REQUIRED WORK -> Word for word, restate the lines from the one holding "of the forest" through the end of the data below, including both endpoints and nothing more.
RECORDS TO USE below:
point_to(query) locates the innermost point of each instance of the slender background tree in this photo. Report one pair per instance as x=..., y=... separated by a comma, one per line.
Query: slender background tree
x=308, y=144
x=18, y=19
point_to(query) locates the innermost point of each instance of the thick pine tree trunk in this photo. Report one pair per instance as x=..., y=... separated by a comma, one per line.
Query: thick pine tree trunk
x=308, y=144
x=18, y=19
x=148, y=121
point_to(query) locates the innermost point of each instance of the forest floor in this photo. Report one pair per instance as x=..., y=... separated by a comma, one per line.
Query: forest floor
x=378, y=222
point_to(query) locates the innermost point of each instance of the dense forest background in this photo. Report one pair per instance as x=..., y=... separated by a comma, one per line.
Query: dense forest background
End of RECORDS TO USE.
EXPECTED ANSWER ->
point_to(query) locates the innermost point of each instance of the forest floor in this photo. Report one pair per instance as x=..., y=... separated by a comma, one per line.
Query: forest floor
x=378, y=222
point_to(query) locates the innermost point of each instance of the dense forest background in this photo. Report one pair per instance as x=..., y=... separated by a comma, one per line.
Query: dense forest background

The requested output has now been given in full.